- _Source excerpt_:
0

I am drawing boxplots with Python Seaborn package. I have facet grid with both rows and columns. That much I've been able to do with the Seaborn function catplot.

I also want to annotate the outliers. I have found some nice examples at SO for annotating the outliers but without facet structure. That's where I'm struggling.

Here is what I've got (borrows heavily from this post: Boxplot : Outliers Labels Python):

import numpy as np
import pandas as pd
import seaborn as sns
import matplotlib.pyplot as plt
from matplotlib.cbook import boxplot_stats
sns.set_style('darkgrid')

Month = np.repeat(np.arange(1, 11), 10)
Id = np.arange(1, 101)
Value = np.random.randn(100)
Row = ["up", "down"]*50

df = pd.DataFrame({'Value': Value, 'Month': Month, 'Id': Id, 'Row': Row})

(Pointing data)
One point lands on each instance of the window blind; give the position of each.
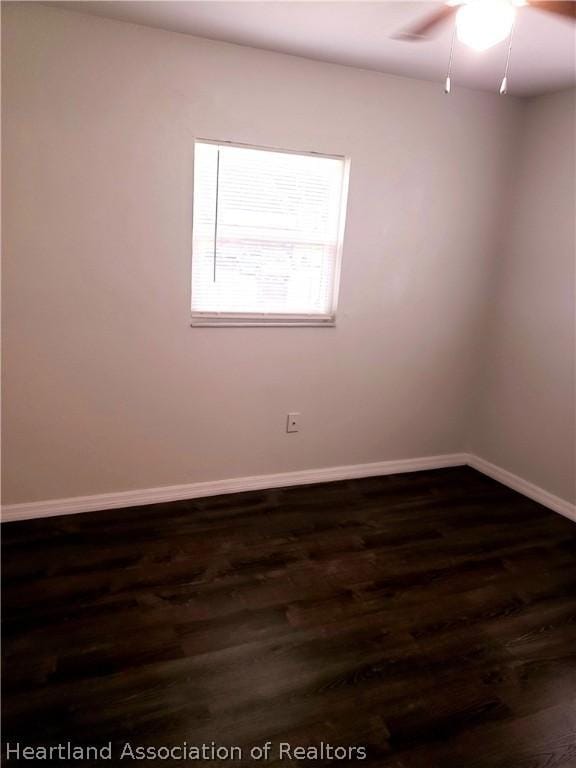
(266, 232)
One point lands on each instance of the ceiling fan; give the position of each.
(483, 23)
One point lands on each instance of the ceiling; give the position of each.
(359, 34)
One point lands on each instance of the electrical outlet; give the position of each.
(293, 422)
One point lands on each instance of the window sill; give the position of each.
(261, 321)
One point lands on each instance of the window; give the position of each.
(267, 235)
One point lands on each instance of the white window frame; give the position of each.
(270, 319)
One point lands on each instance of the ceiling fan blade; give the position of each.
(423, 29)
(566, 8)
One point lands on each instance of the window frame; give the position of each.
(275, 319)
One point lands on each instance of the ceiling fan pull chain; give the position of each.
(448, 83)
(504, 83)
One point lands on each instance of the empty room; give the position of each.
(288, 383)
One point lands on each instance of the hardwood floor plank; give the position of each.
(430, 617)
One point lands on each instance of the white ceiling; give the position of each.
(359, 34)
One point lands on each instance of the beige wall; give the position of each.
(525, 420)
(106, 386)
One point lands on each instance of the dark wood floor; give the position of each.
(429, 616)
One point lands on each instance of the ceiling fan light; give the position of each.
(481, 24)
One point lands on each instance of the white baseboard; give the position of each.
(543, 497)
(75, 505)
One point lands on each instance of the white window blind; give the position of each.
(267, 232)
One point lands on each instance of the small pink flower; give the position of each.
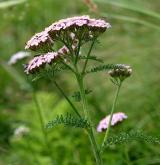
(17, 57)
(116, 118)
(39, 61)
(39, 40)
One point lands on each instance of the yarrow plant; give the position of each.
(72, 34)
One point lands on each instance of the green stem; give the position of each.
(111, 115)
(38, 108)
(31, 151)
(65, 96)
(87, 115)
(89, 52)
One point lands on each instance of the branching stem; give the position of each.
(66, 97)
(39, 112)
(111, 115)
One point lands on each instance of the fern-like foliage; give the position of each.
(94, 58)
(104, 67)
(48, 71)
(77, 96)
(125, 137)
(68, 120)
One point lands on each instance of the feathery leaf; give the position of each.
(68, 120)
(125, 137)
(104, 68)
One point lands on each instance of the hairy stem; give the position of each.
(87, 115)
(36, 161)
(69, 101)
(39, 112)
(111, 115)
(89, 52)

- _Exercise aim_:
Using the Seaborn boxplot post above, decide whether each statement agrees with it. Answer yes or no for each, quoting the words of the post that decide it. 1. The writer has already produced a facet grid with rows and columns using catplot. 2. The outlier-annotation examples the writer found used a facet structure. 3. The code sets the Seaborn style to whitegrid.

- _Written solution_:
1. Yes: "That much I've been able to do with the Seaborn function catplot."
2. No: "I have found some nice examples at SO for annotating the outliers but without facet structure."
3. No: "sns.set_style('darkgrid')"